++++ Dataset extract
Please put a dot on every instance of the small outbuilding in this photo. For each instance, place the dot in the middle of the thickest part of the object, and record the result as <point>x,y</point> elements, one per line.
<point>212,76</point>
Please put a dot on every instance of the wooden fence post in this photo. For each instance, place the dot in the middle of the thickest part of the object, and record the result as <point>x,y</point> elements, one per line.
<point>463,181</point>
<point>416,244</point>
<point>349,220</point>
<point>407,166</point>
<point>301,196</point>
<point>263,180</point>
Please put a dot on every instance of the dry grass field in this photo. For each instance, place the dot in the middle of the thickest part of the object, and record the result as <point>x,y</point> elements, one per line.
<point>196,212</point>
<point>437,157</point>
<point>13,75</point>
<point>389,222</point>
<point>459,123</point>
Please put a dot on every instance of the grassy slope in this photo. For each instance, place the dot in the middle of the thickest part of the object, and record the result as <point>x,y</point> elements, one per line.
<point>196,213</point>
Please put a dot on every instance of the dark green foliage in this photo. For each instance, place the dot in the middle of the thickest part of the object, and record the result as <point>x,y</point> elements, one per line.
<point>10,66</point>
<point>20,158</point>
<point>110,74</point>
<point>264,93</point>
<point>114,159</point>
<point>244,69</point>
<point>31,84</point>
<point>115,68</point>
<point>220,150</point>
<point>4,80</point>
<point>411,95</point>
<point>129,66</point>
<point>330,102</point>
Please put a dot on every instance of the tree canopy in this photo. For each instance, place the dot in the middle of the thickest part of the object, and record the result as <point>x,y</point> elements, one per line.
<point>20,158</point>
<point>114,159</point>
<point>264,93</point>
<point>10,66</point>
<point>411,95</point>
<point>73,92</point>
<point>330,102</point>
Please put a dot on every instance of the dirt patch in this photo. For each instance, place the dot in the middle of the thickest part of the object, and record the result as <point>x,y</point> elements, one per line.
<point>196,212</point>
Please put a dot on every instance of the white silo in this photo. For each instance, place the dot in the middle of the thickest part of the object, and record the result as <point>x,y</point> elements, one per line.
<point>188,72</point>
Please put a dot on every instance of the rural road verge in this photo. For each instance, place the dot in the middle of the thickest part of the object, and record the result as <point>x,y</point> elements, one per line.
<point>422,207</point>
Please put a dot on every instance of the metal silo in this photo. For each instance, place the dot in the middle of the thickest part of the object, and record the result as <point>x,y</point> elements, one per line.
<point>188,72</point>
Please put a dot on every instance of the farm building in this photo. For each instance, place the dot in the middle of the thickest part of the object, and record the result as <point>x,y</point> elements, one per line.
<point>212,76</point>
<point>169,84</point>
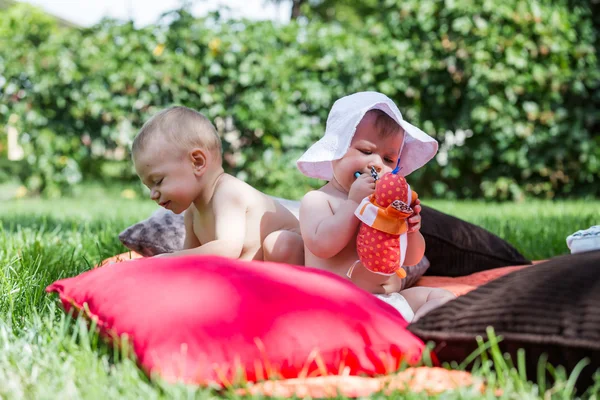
++++++++
#### What is required
Copy all the lines above word for word, but leave the picture out.

#### Response to the task
Please put a dot on every instance of the small outbuilding in this photo. For each instance, place the dot in the middle of the thickest part of the object, and record the result as <point>x,y</point> elements, one per line.
<point>212,76</point>
Please put a dot on every instance of the wooden fence post in this photo. For each instance, place the dot in the middle of the thickest part of the object, and record the result as <point>x,y</point> elements, one per line.
<point>463,181</point>
<point>416,244</point>
<point>349,220</point>
<point>407,166</point>
<point>301,196</point>
<point>263,180</point>
Please put a dot on every instance of the dry grass field in this photo. For each instance, place the dot in the middle of the thickest part of the object, and record the result as <point>x,y</point> elements, one per line.
<point>196,212</point>
<point>437,157</point>
<point>13,75</point>
<point>389,222</point>
<point>459,123</point>
Please put a dot on every instance of the grassy slope in this photo. For each instance, place the dot in the middle of the thickest part of the object, and record the result as <point>x,y</point> elements, one per line.
<point>196,213</point>
Please put a dot on every instance of the dark green foliage in this photo. For each instance, place the dot in the middle of the thickest part of the object, and record the result as <point>x,y</point> elements, one per line.
<point>10,66</point>
<point>20,158</point>
<point>110,74</point>
<point>264,93</point>
<point>114,159</point>
<point>244,69</point>
<point>31,84</point>
<point>115,68</point>
<point>220,150</point>
<point>4,80</point>
<point>411,95</point>
<point>129,66</point>
<point>330,102</point>
Please put a dot on every instance of the tree canopy in this photo. For each instance, place the dot in the middle of the thickest part of the object, and record the result as <point>x,y</point> elements, one per line.
<point>20,158</point>
<point>114,159</point>
<point>264,93</point>
<point>10,66</point>
<point>411,95</point>
<point>73,92</point>
<point>330,102</point>
Please put a dot on every instance of the dirt patch in this photo. For each instance, place the dot in the middle of the thickest part of the object, and record the result as <point>x,y</point> elements, one per line.
<point>196,212</point>
Please put a dot on every instance of the white silo in this photo. For each instance, place the dot in the middle of the thickest part of the object, and record the result as <point>x,y</point> elements, one per line.
<point>188,72</point>
Please put a dot on every instance of the rural road verge in this photo. For each instance, place the dot in the middle of the thickest part of the object, and record the result as <point>x,y</point> elements, one per line.
<point>422,207</point>
Please put a dot on every instance of the metal silo in this photo. For each instance, place the dot in the middle of the thickest part of the object, and record the result as <point>x,y</point> elements, one per line.
<point>188,72</point>
Please put a dot on every instance of the farm building in this photo. For each instance, place the dot in the middle of the thickest part of the object, and record the result as <point>x,y</point> elements, one per line.
<point>212,76</point>
<point>169,84</point>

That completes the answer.